What you are asked to do: Write the next part of the urethritis patient handout, starting after its last sentence.

Given passage:
Dr. M.J. Bazos, MD. Patient Handout
About Your Diagnosis
Urethritis is an inflammation of the urethra (the tube that carries urine from the bladder) caused by an infection. It may also be present during a bladder infection. Urethritis is caused by bacteria, trauma, or as a reaction to bath oils and bubble baths. It can be detected by testing the urine or by
examining a discharge, if there is any.

Living With Your Diagnosis
Signs and symptoms include urinating more frequently and in smaller amounts; pain or burning upon urination; a discharge of cloudy mucus (can
also be yellow-green); painful intercourse; and in older men, dribbling of urine.

Antibiotics are needed to clear the infection. Sitz baths several times a day will help ease the pain. Nonprescription medications such as Tylenol or Advil can be taken for the pain. No special diet is needed, but fluid intake should be increased to eight glasses of water a day. Acidify the urine by drinking cranberry juice. Avoid alcohol and caffeine because they irritate the urethra. Avoid sexual intercourse until the infection is cleared. You will need a follow-up urine culture to verify this.

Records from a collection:
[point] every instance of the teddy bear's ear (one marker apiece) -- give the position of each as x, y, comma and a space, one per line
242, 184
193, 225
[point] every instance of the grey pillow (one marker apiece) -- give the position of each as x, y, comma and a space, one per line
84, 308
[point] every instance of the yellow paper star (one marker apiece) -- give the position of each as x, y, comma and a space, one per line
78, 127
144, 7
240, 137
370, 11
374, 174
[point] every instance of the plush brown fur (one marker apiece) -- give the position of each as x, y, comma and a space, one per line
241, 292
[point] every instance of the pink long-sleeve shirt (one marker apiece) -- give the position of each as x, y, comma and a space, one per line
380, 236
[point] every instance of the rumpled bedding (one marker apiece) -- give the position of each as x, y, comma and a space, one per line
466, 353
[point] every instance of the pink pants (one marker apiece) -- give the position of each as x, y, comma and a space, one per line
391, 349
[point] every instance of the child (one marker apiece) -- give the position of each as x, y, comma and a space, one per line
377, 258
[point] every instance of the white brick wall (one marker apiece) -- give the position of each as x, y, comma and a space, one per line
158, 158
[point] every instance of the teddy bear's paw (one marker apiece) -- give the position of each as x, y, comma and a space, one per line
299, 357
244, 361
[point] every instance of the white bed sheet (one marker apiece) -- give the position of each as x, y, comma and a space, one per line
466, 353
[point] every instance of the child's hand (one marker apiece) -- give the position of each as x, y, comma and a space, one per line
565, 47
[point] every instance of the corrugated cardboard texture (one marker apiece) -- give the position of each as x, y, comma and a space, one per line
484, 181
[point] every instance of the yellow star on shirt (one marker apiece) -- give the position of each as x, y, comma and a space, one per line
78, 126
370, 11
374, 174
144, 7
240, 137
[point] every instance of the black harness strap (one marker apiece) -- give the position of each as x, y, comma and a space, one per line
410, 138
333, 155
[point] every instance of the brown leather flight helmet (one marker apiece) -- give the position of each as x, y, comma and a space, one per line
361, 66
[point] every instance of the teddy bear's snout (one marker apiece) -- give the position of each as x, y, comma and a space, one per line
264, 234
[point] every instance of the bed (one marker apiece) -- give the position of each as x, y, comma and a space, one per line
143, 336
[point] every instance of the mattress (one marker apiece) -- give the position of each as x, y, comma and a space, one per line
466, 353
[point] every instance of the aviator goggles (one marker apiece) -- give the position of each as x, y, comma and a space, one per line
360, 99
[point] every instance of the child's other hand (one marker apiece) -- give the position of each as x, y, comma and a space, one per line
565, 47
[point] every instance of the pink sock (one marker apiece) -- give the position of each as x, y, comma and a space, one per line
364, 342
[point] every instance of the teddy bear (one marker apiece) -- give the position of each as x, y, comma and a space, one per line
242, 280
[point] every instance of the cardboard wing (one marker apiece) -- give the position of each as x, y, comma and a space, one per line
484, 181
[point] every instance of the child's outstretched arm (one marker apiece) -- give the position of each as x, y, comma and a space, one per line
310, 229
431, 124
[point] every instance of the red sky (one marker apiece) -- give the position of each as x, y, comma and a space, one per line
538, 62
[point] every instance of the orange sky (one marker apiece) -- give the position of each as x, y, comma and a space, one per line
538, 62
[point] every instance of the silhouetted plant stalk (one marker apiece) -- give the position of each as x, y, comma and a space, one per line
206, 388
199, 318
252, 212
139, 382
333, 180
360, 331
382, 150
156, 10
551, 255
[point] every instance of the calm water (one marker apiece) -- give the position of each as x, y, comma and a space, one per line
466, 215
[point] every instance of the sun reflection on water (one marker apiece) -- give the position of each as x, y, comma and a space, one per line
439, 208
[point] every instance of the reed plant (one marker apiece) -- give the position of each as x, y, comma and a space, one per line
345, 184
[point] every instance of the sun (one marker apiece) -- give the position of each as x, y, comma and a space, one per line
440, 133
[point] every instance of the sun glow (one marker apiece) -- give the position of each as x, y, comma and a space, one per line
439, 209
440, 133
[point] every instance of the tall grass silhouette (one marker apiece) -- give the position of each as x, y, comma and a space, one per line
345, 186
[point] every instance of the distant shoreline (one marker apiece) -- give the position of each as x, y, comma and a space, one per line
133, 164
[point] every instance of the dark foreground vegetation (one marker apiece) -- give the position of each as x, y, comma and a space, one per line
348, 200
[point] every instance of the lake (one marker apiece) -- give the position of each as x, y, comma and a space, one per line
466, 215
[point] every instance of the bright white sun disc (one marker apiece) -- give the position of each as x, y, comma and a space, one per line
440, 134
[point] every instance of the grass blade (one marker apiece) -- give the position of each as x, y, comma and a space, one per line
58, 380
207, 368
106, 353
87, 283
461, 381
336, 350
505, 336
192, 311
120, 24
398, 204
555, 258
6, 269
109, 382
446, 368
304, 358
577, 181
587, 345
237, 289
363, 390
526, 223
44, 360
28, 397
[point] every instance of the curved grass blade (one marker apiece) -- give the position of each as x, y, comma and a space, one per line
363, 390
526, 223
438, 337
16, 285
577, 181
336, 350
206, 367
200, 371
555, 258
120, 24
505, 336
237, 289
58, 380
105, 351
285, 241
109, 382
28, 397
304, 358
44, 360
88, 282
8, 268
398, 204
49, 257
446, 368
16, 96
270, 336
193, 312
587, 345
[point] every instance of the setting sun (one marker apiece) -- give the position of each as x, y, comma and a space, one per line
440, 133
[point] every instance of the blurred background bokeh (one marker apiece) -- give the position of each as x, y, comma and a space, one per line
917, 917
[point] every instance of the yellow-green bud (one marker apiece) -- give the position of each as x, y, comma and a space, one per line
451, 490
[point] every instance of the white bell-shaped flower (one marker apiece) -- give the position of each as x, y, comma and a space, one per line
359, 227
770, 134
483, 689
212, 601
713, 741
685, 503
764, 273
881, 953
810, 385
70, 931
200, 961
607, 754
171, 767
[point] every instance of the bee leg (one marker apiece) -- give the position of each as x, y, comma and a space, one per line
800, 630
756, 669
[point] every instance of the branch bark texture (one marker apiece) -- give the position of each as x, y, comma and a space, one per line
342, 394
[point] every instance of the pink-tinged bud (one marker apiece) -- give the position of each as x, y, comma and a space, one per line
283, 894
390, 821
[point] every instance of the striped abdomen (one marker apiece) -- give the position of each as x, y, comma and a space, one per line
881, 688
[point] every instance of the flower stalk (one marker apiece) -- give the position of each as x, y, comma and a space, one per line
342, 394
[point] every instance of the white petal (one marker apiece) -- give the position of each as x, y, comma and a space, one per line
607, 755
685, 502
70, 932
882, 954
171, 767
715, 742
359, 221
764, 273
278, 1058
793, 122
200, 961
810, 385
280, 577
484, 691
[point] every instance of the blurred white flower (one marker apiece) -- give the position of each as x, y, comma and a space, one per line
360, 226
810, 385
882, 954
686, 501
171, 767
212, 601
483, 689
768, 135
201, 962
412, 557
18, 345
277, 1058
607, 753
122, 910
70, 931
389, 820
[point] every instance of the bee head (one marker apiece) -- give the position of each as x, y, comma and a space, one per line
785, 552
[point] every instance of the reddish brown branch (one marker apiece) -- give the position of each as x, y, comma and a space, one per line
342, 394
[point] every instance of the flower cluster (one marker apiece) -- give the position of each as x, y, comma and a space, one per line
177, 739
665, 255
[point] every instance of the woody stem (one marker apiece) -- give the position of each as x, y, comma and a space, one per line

Result for this exercise:
The DOs
• Take antibiotics as ordered until finished.
• Increase your fluid intake to include eight glasses of water per day.
• Avoid sexual intercourse until the infection is cleared.
• Avoid bubble baths and bath oils that may irritate the urethra.
• Keep the genital area clean, but use nonscented plain soaps.

The DON’Ts
• Don’t stop taking the antibiotics until finished. If the infection is not cleared, it could become a chronic problem.
• Don’t have sexual intercourse until the infection is cleared.
• Don’t use bubble baths, bath oils, or scented soaps.
• Don’t drink beverages containing alcohol or caffeine.

When to Call Your Doctor
• If a high fever develops.
• If blood is seen in the urine.
• If symptoms don’t improve in 1 week.